Document passage:
────
MORE THAN 32 MILES OF MOHICAN RIVER ACHIEVES NEW STATUS AS OHIO’S 13TH STATE SCENIC RIVER|
Designation provides benefits to landowners, local communities
COLUMBUS, OH - A 32.3-mile portion of the Mohican River, winding through Knox, Ashland, Holmes and Coshocton counties, was officially designated as Ohio’s newest state scenic river today, according to the Ohio Department of Natural Resources (ODNR).
The designation provides additional state protection to the Clear Fork of the Mohican River from the base of Pleasant Hill Dam to the confluence with the Black Fork and to the entire main stem to its confluence with the Kokosing River.
“State scenic river status for the Mohican was initiated at the request of local leaders and many of those who have come to know its unique environmental and recreational features,” said Sam Speck, ODNR director. “This designation will provide an additional tool for protecting one of north central Ohio’s highest quality streams.”
────
Collected material:
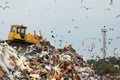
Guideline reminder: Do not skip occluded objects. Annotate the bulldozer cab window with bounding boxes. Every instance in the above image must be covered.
[10,26,16,32]
[20,27,25,38]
────
Exercise tasks:
(1) Could you repeat the Mohican River news release word for word, from "MORE THAN 32" up to and including "Natural Resources (ODNR)."?
(2) Can you summarize the Mohican River news release in two sentences?
(3) Would you pick up the Mohican River news release after its last sentence and carry it on?
None of the lines are needed here.

Answers to each task:
(1)
MORE THAN 32 MILES OF MOHICAN RIVER ACHIEVES NEW STATUS AS OHIO’S 13TH STATE SCENIC RIVER|
Designation provides benefits to landowners, local communities
COLUMBUS, OH - A 32.3-mile portion of the Mohican River, winding through Knox, Ashland, Holmes and Coshocton counties, was officially designated as Ohio’s newest state scenic river today, according to the Ohio Department of Natural Resources (ODNR).

(2) A 32.3-mile portion of the Mohican River, running through Knox, Ashland, Holmes and Coshocton counties, was designated Ohio's 13th state scenic river, according to the Ohio Department of Natural Resources. The designation gives added state protection to the Clear Fork from the base of Pleasant Hill Dam to its confluence with the Black Fork and to the entire main stem down to its confluence with the Kokosing River.

(3)
The Mohican River becomes the 13th Ohio waterway to achieve state scenic river status. Scenic rivers retain a majority of their natural characteristics and must include at least 25 percent of their riparian corridors in forest cover for a width of 300 feet. The designated segments of the Mohican River are 63 percent in forest cover. In addition, the Ohio Environmental Protection Agency has designated the river a warmwater habitat because of the high quality of its aquatic communities.
“The scenic river designation establishes a working partnership between local landowners, area businesses, government agencies and citizens, which will help protect and enhance this important natural resource,” Speck said. “Although the designation provides ODNR with review authority over publicly funded projects, it in no way impacts the private property rights of landowners along the Mohican.”
Efforts to designate the Mohican as a state scenic river began earlier this year. A number of local communities and organizations have worked toward that goal, including four counties and six townships in the river’s watershed.
Ohio passed the nation’s first scenic river protection legislation in 1968, providing for wild, scenic and recreational classifications for rivers. Criteria used to evaluate a river’s status include the stream's length, adjacent forest cover, biological characteristics, water quality, present use and natural conditions.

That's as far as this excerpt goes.